• **Required task**: Recast the listing below as a Markdown table with two columns, "No." and "Line," giving each non-blank line its own numbered row. Omit the pictures from the table.

>> start Exercise input

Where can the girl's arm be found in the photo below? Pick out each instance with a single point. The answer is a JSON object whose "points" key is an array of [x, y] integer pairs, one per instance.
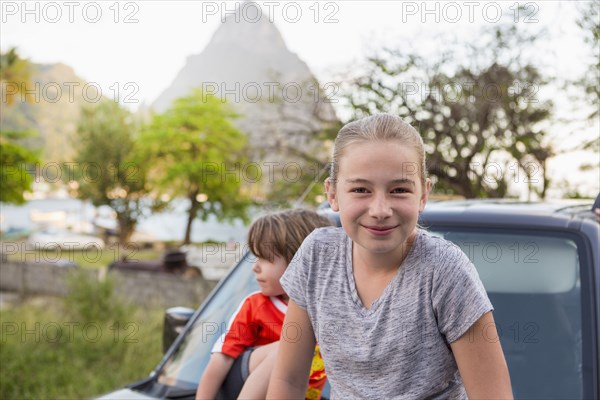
{"points": [[481, 361], [217, 369], [289, 379]]}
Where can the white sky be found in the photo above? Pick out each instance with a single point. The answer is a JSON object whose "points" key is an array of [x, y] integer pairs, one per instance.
{"points": [[147, 42]]}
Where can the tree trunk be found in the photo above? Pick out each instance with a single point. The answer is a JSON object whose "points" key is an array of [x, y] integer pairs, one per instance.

>> end Exercise input

• **Solution to this exercise**:
| No. | Line |
|---|---|
| 1 | Where can the girl's arm be found in the photo below? Pick out each instance with a single point. The answer is a JSON object whose "points" key is an array of [x, y] integer pairs, one per instance. |
| 2 | {"points": [[481, 361], [217, 369], [289, 379]]} |
| 3 | Where can the white sky be found in the photo above? Pick out each instance with a single point. The answer is a JSON object whose "points" key is an array of [x, y] integer pairs, one per instance. |
| 4 | {"points": [[147, 42]]} |
| 5 | Where can the tree trunk be found in the photo above? Pick out each instance with a single point. The answer is a JSON object whose "points" key is an array of [x, y] integer pairs, one per instance. |